TASK DESCRIPTION :: How would this sentence from the passage on software reuse read in Spanish: "The price of success is having a new set of problems, problems you never dreamed of before."?

However, I think it is important to remember that the fact that we have so much glue is a symptom of one of our biggest successes in software technology. Even as recently as the late 80s and early 90s, we just didn't have all that much to glue together, and software reuse was the holy grail, the unobtainium of computing, both in its desirability and unobtainability.
Now we have reuse. Boy do we have reuse! We have so much reuse that we need tool support to manage all the reuse. As far as I can tell, all new programming languages now come with such tooling, and are considered incomplete until they have it.
The price of success is having a new set of problems, problems you never dreamed of before.
So how will we solve these problems?
Data format adaptation, as suggested by the O'Reilly article? Yes. Model-driven approaches that allow us or our tools and languages to generate a lot of the more obvious adapter code? Sounds good, why not?
This one neat trick (click here!) that will automatically solve all these problems? No.
Simpler components, written with composability and minimization of dependencies in mind? Surely. Education, so developers get better at writing code that composes well without turning into architecture astronauts? Very much yes.

EXERCISE DATA ::

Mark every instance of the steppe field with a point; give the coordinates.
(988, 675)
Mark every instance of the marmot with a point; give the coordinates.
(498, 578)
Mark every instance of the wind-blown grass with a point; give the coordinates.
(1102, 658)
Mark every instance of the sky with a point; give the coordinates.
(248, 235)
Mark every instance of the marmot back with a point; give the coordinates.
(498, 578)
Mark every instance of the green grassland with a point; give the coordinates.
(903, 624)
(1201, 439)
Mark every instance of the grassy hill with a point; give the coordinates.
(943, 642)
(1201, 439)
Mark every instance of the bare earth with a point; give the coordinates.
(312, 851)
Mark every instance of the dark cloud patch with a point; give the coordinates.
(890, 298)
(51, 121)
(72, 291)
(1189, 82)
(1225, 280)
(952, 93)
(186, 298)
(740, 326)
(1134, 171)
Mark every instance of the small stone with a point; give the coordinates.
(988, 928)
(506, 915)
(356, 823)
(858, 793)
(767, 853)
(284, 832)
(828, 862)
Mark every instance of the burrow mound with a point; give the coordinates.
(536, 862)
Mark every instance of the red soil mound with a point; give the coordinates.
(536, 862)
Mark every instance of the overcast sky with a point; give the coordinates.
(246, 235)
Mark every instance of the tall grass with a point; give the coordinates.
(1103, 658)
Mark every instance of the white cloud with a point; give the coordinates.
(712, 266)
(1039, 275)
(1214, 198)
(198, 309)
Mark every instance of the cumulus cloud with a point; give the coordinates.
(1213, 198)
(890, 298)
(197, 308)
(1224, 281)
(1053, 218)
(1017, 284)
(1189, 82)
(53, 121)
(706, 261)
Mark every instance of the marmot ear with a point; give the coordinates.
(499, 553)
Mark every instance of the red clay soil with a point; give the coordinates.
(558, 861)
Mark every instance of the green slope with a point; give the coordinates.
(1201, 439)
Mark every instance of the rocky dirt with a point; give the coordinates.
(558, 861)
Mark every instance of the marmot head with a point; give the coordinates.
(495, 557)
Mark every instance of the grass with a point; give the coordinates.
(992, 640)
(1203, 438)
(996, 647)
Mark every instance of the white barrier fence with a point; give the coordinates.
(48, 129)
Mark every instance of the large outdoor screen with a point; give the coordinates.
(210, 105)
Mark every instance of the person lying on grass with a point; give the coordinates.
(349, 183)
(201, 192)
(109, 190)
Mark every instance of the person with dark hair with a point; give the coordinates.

EXERCISE SOLUTION :: El precio del éxito es tener un nuevo conjunto de problemas, problemas que nunca antes habías imaginado.